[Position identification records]
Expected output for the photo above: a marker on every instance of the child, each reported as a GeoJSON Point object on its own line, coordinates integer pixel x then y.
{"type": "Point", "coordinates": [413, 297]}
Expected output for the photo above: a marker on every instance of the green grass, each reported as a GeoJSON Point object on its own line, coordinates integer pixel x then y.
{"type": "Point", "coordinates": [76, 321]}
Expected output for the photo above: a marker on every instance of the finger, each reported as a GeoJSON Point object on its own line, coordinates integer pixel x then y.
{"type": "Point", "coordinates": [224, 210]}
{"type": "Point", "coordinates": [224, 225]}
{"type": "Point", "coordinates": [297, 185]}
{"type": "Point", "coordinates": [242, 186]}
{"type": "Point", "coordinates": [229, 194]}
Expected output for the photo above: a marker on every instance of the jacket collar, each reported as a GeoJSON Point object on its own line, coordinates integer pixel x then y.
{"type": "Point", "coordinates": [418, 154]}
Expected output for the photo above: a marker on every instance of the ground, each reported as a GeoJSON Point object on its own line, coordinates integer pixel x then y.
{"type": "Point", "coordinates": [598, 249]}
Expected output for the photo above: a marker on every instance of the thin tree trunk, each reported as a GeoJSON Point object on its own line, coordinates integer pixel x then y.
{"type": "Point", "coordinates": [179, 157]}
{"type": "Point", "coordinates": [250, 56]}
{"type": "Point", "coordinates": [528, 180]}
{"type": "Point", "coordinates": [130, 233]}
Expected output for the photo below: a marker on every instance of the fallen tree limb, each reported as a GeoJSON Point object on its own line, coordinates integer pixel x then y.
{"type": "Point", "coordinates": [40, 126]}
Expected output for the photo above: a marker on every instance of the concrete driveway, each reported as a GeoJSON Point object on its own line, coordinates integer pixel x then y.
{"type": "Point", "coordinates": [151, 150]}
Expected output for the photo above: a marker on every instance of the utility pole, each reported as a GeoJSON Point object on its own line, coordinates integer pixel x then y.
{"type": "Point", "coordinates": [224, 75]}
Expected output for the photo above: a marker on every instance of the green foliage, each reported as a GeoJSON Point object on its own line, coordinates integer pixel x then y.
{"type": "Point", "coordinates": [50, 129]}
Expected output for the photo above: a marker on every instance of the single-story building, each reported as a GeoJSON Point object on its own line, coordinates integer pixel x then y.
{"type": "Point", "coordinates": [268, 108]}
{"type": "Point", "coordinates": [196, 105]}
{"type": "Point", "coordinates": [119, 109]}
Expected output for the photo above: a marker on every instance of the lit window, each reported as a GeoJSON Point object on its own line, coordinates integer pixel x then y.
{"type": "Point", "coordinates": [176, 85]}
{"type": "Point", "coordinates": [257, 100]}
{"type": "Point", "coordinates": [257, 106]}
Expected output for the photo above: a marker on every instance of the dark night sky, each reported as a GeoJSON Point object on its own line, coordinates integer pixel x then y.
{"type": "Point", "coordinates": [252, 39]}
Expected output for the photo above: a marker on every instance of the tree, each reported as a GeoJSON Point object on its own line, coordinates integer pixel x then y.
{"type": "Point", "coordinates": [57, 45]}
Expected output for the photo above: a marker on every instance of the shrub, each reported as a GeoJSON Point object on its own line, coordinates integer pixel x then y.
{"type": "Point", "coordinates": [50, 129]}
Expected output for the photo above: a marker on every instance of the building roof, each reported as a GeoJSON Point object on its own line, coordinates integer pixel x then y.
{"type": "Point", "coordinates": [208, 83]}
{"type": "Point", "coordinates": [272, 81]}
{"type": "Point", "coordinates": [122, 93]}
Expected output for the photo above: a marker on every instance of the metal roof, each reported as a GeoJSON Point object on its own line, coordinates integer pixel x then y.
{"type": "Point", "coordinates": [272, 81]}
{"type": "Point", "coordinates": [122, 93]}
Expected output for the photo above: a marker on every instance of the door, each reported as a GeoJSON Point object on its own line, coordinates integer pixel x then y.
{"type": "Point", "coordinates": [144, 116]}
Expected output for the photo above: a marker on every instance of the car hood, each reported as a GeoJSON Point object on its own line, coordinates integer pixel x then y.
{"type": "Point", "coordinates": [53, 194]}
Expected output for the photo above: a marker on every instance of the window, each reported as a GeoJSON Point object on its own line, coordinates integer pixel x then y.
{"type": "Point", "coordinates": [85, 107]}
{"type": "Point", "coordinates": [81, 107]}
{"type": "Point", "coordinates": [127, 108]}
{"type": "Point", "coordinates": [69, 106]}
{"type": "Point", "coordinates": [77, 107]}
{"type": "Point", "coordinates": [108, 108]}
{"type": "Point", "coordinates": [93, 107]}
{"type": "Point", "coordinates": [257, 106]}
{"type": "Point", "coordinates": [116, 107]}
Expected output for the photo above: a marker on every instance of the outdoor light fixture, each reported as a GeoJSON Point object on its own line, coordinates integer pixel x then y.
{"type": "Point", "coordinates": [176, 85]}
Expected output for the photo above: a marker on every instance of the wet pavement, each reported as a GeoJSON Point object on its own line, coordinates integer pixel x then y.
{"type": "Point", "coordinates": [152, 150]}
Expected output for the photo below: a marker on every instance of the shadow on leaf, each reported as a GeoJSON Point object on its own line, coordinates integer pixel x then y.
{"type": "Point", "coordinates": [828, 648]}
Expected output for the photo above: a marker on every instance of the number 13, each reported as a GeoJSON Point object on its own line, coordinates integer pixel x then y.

Aim of the task: Each record above should be output again exactly.

Solution to this problem:
Expected output for the photo above: a marker on every instance of the child, each reported as a GeoJSON Point object on its own line, coordinates integer pixel x then y.
{"type": "Point", "coordinates": [413, 297]}
Expected output for the photo above: a marker on every instance of the green grass, each reported as a GeoJSON Point object on its own line, coordinates integer pixel x then y.
{"type": "Point", "coordinates": [76, 321]}
Expected output for the photo above: a marker on every instance of the finger, each reported as a GeoJSON Point object on its own line, coordinates integer pixel x then y.
{"type": "Point", "coordinates": [224, 210]}
{"type": "Point", "coordinates": [224, 225]}
{"type": "Point", "coordinates": [297, 185]}
{"type": "Point", "coordinates": [242, 186]}
{"type": "Point", "coordinates": [229, 194]}
Expected output for the photo above: a marker on every instance of the jacket collar, each reported as a GeoJSON Point object on its own line, coordinates integer pixel x then y.
{"type": "Point", "coordinates": [418, 154]}
Expected output for the photo above: a marker on every instance of the ground, each reported as a GeoJSON Point object on its own line, coordinates integer pixel x then y.
{"type": "Point", "coordinates": [598, 249]}
Expected output for the photo above: a marker on every instance of the thin tree trunk, each reported as a GeoJSON Point object on its own line, coordinates integer pixel x then y.
{"type": "Point", "coordinates": [179, 157]}
{"type": "Point", "coordinates": [250, 56]}
{"type": "Point", "coordinates": [528, 180]}
{"type": "Point", "coordinates": [130, 233]}
Expected output for the photo below: a marker on every instance of the fallen tree limb, each reported as a GeoJSON Point object on its own line, coordinates integer pixel x then y.
{"type": "Point", "coordinates": [40, 126]}
Expected output for the photo above: a marker on every instance of the concrete driveway, each reported as a GeoJSON Point object on its own line, coordinates integer pixel x then y.
{"type": "Point", "coordinates": [151, 150]}
Expected output for the photo above: a marker on every instance of the utility pole, each reported as a GeoJSON Point object on its own line, coordinates integer pixel x then y.
{"type": "Point", "coordinates": [224, 75]}
Expected output for the photo above: a marker on every instance of the green foliage, each reported as a GeoJSON Point object on its own line, coordinates integer pixel x then y.
{"type": "Point", "coordinates": [50, 129]}
Expected output for the photo above: a marker on every instance of the single-story building, each reported as a GeoJSON Point object on its own line, coordinates integer pixel x then y.
{"type": "Point", "coordinates": [268, 108]}
{"type": "Point", "coordinates": [196, 105]}
{"type": "Point", "coordinates": [119, 109]}
Expected output for the photo above: a marker on every instance of the lit window, each reported as a GeoJSON Point object on its own line, coordinates integer pixel x then y.
{"type": "Point", "coordinates": [176, 85]}
{"type": "Point", "coordinates": [257, 100]}
{"type": "Point", "coordinates": [257, 106]}
Expected output for the photo above: a marker on every instance of the dark night sky, each reported as a GeoJSON Point object on its own line, coordinates integer pixel x then y.
{"type": "Point", "coordinates": [252, 39]}
Expected output for the photo above: a marker on every instance of the tree, each reported as a GeoJSON Point object on its own line, coordinates integer pixel x then y.
{"type": "Point", "coordinates": [57, 45]}
Expected output for the photo above: a marker on every instance of the shrub, each reported as a GeoJSON Point object on its own line, coordinates integer pixel x then y.
{"type": "Point", "coordinates": [50, 129]}
Expected output for the photo above: a marker on every instance of the building roof, each reported as a GeoJSON Point object on its own line, coordinates integer pixel x then y.
{"type": "Point", "coordinates": [208, 83]}
{"type": "Point", "coordinates": [272, 81]}
{"type": "Point", "coordinates": [122, 93]}
Expected output for the photo above: a marker on every instance of the metal roof, each reported as a GeoJSON Point object on its own line, coordinates integer pixel x then y.
{"type": "Point", "coordinates": [272, 81]}
{"type": "Point", "coordinates": [122, 93]}
Expected output for the photo above: a marker on every instance of the door, each reported as a GeoJSON Point object on its own line, coordinates integer pixel x then y.
{"type": "Point", "coordinates": [144, 116]}
Expected output for the photo above: a marker on every instance of the car hood, each reported as a GeoJSON Point object on its own line, coordinates integer pixel x then y.
{"type": "Point", "coordinates": [53, 194]}
Expected output for the photo above: a marker on every instance of the window, each reported as a GeoJSON Point object on its own line, coordinates integer pixel x then y.
{"type": "Point", "coordinates": [85, 107]}
{"type": "Point", "coordinates": [81, 107]}
{"type": "Point", "coordinates": [127, 108]}
{"type": "Point", "coordinates": [69, 106]}
{"type": "Point", "coordinates": [77, 107]}
{"type": "Point", "coordinates": [108, 108]}
{"type": "Point", "coordinates": [93, 107]}
{"type": "Point", "coordinates": [257, 106]}
{"type": "Point", "coordinates": [116, 107]}
Expected output for the photo above: a marker on every instance of the outdoor light fixture, each reported as a GeoJSON Point object on its own line, coordinates integer pixel x then y.
{"type": "Point", "coordinates": [176, 85]}
Expected output for the photo above: a marker on every instance of the wet pavement, each reported as a GeoJSON Point object on its own line, coordinates integer pixel x then y.
{"type": "Point", "coordinates": [152, 150]}
Expected output for the photo below: a marker on every instance of the shadow on leaf, each reported as a GeoJSON Point object on its own line, coordinates integer pixel x then y.
{"type": "Point", "coordinates": [828, 648]}
Expected output for the photo above: a marker on every instance of the number 13, each reported as a GeoJSON Point object on its own line, coordinates integer pixel x then y.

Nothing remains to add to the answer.